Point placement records

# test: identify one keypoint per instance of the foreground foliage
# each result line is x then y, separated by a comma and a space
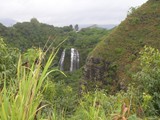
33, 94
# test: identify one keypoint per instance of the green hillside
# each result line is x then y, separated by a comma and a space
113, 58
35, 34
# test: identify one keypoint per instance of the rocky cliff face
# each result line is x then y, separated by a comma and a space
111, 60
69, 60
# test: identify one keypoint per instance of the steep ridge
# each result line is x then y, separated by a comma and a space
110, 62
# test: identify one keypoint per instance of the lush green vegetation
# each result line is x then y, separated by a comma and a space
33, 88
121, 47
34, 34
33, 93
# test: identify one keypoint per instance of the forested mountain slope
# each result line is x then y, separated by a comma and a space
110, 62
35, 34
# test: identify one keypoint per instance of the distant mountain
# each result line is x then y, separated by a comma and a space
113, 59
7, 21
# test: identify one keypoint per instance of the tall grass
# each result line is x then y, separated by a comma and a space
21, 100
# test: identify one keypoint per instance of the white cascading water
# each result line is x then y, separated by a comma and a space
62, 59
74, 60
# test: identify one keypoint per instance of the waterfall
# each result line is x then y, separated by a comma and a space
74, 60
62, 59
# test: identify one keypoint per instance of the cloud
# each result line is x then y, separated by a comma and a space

REQUIRED TASK:
Rewrite the records starting at the line containing "# test: identify one keypoint per instance of the white" and ending with the last line of the records, replacing "waterfall" with "falls" and keeping everything else the same.

SOLUTION:
# test: identify one keypoint per instance of the white cascading water
# each result line is x then y, separated by a comma and a space
62, 59
74, 60
# test: identify one keypoint per instance of the falls
# each result line is x then y, separated by a comma and a space
74, 60
62, 59
# test: identify one keypoint per instance of the cloud
# each result line is x then y, separated by a comma and a space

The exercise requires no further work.